[Coordinate labeling data]
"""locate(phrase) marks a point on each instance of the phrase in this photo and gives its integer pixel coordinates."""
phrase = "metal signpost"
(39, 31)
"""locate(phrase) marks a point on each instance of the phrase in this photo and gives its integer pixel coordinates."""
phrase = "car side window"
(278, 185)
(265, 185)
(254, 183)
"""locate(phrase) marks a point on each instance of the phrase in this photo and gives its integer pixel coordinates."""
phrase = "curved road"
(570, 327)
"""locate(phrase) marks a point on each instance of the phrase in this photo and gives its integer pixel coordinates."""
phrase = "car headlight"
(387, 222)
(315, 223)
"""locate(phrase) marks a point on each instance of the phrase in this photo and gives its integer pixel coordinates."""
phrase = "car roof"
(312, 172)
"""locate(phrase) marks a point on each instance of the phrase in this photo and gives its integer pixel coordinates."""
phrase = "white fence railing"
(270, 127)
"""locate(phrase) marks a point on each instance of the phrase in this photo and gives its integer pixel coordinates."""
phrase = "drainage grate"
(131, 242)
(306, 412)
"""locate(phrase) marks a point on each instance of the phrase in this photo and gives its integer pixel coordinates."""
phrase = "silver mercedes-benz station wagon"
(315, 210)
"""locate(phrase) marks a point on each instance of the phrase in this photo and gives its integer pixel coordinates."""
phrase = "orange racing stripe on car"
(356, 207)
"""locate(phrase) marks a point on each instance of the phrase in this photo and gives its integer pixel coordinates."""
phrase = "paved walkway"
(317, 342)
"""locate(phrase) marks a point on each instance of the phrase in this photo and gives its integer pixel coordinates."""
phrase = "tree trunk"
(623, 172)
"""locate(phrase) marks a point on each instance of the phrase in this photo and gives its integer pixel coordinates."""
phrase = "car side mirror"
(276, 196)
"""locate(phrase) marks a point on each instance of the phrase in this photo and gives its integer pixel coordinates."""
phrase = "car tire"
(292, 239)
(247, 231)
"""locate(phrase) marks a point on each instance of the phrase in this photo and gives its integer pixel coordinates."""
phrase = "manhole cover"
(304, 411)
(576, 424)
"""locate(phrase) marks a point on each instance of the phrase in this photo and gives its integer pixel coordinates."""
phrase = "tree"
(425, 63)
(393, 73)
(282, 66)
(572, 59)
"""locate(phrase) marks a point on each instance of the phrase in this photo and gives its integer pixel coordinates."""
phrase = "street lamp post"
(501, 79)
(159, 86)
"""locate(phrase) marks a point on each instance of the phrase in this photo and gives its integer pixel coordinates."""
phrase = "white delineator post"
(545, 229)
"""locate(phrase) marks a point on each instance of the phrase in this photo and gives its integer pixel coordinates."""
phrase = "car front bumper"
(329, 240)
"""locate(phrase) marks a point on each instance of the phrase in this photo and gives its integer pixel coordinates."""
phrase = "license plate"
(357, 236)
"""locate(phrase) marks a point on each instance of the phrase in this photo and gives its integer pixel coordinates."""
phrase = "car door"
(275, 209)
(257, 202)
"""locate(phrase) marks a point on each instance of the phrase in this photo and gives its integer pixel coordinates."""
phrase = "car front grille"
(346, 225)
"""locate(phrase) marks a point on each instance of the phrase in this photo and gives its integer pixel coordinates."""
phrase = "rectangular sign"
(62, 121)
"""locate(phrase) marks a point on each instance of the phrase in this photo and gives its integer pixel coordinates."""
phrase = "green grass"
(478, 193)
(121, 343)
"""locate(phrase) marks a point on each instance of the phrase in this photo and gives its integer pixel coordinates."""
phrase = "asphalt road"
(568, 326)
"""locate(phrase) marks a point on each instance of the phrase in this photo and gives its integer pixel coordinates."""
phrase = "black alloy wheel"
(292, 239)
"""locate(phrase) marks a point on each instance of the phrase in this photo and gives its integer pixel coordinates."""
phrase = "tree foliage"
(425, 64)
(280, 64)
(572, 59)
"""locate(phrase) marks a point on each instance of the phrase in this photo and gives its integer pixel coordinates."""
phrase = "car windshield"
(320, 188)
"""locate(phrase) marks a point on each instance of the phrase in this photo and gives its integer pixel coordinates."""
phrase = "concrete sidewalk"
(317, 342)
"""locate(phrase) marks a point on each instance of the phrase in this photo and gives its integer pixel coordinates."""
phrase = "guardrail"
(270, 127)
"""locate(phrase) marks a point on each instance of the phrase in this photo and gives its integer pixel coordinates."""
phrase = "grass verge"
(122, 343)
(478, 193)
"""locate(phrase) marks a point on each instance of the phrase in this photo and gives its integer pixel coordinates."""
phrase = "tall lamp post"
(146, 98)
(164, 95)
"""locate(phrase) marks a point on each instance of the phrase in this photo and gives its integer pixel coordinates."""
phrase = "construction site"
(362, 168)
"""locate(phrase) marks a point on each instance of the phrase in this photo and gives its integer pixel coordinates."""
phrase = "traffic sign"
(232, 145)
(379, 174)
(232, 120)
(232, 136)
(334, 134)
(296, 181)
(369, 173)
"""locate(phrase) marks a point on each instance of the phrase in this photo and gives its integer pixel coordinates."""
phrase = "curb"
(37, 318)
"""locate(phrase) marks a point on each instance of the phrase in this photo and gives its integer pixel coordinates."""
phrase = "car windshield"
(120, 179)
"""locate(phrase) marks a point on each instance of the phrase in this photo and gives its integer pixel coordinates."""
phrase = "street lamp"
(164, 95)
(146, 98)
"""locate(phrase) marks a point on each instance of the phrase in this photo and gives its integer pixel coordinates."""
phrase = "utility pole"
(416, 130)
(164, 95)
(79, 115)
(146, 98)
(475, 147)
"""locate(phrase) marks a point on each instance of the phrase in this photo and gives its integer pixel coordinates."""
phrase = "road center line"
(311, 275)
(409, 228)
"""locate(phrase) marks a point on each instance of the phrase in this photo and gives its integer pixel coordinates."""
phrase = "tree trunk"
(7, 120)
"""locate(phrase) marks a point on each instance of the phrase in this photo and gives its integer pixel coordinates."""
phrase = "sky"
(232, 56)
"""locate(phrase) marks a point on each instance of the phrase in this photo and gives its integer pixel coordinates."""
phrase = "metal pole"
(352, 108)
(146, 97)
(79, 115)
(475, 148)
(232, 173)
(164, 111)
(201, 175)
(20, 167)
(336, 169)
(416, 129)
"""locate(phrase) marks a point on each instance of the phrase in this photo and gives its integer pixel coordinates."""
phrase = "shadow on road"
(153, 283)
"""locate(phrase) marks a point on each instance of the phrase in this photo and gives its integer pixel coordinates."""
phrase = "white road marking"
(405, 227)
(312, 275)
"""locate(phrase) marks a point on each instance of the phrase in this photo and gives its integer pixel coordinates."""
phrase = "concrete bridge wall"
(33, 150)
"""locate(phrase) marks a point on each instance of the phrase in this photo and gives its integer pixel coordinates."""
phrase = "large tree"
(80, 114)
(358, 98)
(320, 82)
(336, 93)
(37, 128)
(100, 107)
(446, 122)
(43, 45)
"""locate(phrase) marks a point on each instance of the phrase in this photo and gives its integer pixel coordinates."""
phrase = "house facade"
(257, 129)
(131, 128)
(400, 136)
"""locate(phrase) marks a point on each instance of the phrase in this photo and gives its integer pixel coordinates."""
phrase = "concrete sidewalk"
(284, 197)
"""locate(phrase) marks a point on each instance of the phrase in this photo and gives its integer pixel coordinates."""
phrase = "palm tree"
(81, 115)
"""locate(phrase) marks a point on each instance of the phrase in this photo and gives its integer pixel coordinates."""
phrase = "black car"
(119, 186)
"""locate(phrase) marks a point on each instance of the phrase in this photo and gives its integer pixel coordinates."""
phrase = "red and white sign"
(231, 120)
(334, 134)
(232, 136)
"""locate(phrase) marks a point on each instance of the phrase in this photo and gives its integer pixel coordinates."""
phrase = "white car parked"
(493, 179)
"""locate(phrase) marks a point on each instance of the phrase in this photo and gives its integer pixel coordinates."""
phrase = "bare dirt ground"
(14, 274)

### [TASK STATEMENT]
Count the lines in the records above that contain the word "road", where case counts, and give only the number.

### [RESULT OF THE TASK]
5